• **QUOTED PASSAGE**:
◇ ◇ ◇ ◇ ◇

# Interested in Edmonton



## joenation (Jul 8, 2009)

Does anyone here live in Edmonton? I've always been interested in Edmonton. Especially it's University of Alberta, which I'm probably going to go into 
I went to Edmonton and Calgary once, and Edmonton seems like a better place to live IMO. Calgary looked bare and just hilly - no trees compared to Ed. 

I'm a big shopper too, and West Edmonton Mall seems to be the best place to shop for me in N.A. lol


----------



## mcd1203 (Nov 25, 2008)

◇ ◇ ◇ ◇ ◇

• **SUPPLIED RECORDS**:
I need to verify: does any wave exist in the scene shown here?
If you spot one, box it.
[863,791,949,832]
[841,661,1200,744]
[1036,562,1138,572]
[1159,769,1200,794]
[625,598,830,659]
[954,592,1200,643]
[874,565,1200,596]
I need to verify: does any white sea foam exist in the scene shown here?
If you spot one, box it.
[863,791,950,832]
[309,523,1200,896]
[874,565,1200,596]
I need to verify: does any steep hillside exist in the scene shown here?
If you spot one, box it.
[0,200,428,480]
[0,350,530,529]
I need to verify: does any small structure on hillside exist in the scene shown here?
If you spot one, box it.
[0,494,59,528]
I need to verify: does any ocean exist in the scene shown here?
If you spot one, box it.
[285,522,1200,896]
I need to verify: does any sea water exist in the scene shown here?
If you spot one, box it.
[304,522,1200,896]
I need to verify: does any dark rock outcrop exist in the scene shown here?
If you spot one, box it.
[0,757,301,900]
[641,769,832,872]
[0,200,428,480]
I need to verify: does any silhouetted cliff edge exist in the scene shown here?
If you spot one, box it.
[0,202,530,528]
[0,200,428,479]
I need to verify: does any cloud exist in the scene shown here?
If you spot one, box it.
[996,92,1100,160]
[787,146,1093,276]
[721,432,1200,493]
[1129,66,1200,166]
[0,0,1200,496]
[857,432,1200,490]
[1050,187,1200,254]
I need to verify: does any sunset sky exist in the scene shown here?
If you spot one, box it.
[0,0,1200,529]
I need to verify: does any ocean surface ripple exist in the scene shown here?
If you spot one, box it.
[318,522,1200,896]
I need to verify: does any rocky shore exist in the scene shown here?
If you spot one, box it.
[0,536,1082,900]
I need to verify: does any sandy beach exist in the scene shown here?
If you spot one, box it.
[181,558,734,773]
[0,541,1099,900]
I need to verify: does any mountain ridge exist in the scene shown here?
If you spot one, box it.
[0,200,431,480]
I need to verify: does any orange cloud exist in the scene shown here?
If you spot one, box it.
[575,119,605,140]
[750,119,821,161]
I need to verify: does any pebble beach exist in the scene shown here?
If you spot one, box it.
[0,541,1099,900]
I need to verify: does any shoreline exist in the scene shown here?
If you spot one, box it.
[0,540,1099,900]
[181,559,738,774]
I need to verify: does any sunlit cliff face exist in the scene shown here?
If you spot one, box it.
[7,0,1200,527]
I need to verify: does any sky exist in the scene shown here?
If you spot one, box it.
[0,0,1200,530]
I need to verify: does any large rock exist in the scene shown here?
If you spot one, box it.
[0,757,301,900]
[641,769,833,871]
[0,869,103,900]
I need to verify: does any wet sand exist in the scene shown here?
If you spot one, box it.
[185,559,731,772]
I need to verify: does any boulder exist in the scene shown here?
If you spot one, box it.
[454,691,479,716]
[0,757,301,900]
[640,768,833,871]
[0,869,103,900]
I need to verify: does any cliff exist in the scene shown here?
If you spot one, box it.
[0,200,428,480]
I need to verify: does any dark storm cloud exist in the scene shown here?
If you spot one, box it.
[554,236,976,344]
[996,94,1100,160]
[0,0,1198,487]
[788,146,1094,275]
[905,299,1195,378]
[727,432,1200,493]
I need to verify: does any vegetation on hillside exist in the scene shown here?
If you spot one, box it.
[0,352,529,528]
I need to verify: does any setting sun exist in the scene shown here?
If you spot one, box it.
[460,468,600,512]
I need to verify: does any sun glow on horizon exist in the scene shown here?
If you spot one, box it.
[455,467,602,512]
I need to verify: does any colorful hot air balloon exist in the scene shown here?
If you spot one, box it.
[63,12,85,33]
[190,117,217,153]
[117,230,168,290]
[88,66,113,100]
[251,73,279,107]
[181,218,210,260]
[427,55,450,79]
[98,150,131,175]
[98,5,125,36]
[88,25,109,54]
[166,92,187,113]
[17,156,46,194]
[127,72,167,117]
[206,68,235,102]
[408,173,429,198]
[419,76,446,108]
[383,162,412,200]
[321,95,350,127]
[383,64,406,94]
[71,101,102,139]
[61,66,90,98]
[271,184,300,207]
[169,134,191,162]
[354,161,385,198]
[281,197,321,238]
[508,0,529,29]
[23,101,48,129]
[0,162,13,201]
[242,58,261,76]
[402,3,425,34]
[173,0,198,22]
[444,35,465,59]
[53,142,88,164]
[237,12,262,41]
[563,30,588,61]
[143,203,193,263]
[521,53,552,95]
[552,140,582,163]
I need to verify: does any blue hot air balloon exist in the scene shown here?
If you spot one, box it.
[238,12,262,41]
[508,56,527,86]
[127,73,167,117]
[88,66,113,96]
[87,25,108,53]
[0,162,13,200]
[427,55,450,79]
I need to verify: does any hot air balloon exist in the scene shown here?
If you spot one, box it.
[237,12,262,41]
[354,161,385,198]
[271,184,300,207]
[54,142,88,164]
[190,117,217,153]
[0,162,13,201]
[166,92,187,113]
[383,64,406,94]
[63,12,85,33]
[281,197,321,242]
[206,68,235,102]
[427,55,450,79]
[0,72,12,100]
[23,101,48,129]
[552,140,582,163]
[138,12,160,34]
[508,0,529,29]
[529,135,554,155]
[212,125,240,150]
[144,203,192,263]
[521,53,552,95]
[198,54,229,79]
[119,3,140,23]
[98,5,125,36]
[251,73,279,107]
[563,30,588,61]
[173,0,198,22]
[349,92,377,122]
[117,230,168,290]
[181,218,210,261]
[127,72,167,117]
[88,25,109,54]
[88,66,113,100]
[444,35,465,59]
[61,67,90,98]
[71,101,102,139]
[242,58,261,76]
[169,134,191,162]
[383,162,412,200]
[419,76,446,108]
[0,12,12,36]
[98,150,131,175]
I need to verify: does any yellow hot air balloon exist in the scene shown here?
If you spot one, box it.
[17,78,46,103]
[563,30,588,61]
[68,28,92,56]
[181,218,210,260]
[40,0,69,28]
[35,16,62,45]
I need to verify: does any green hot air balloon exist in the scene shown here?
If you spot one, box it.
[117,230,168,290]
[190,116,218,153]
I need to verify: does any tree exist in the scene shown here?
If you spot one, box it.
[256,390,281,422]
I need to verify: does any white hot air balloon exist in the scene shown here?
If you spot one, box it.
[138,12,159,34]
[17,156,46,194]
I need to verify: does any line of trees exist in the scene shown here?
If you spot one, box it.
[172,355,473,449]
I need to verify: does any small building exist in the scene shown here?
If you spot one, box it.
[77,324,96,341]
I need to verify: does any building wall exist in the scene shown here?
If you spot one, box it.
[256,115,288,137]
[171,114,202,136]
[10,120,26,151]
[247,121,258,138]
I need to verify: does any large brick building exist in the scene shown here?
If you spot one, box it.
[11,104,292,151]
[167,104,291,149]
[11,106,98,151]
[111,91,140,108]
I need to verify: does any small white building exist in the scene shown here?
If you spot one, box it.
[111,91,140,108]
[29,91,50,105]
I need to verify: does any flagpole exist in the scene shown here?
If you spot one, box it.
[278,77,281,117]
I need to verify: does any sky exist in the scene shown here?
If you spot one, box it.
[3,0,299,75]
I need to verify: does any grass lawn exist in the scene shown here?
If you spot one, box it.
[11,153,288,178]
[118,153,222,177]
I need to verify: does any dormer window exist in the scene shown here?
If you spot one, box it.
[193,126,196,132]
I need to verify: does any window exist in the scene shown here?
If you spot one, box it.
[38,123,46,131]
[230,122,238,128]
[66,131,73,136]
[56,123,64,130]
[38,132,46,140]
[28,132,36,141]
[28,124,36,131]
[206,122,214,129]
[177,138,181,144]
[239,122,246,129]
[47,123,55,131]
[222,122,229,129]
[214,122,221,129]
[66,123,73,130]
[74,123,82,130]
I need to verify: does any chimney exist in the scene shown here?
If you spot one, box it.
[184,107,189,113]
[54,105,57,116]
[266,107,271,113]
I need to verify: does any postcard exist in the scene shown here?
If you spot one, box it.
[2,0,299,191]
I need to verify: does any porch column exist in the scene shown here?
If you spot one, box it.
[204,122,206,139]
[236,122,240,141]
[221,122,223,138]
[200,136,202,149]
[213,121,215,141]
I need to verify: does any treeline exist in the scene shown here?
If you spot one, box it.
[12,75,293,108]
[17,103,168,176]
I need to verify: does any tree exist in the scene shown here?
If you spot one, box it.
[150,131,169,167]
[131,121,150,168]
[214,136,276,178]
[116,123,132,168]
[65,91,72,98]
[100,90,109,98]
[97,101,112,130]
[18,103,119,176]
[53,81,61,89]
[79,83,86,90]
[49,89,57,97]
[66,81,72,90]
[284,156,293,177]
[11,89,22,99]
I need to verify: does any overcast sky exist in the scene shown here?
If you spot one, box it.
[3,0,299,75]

◇ ◇ ◇ ◇ ◇

• **COMPLETE THE FOLLOWING**:
a) Reproduce the part of the forum thread about Edmonton starting with "## joenation (Jul" and going on through "(Nov 25, 2008)".
b) In the forum thread about Edmonton, which university does joenation say is a likely choice to attend?
c) Extend the forum thread about Edmonton, picking up right after its last line.

• **RESULTS BY TASK**:
a)
## joenation (Jul 8, 2009)

Does anyone here live in Edmonton? I've always been interested in Edmonton. Especially it's University of Alberta, which I'm probably going to go into 
I went to Edmonton and Calgary once, and Edmonton seems like a better place to live IMO. Calgary looked bare and just hilly - no trees compared to Ed. 

I'm a big shopper too, and West Edmonton Mall seems to be the best place to shop for me in N.A. lol


----------



## mcd1203 (Nov 25, 2008)

b) The University of Alberta.

c)
I'm going to try not giving you a biased opinion even though I was born and raised in Calgary. If you are looking at trees etc. Calgary does have just as much as Edmonton. I get lost easily driving around Edmonton as Calgary is divided into four sectors. Yes Edmonton does have west Ed. But just outside of Calgary is a mall being built that is larger than west edmonton mall and has lots of high end outlet stores (its opening in August). People are friendly in both cities although you'll find a lot of stores in Calgary than you will in Edmonton. Though Edmonton gets a lot of the good concerts because of their stadium. I've lived in both cities and known many that loved their move to Calgary or vice versa. Its all a matter of personal opinion.

You mentioned UofA. What were you hoping to go into? I ask because UofA is good for certain things but lacks in other areas.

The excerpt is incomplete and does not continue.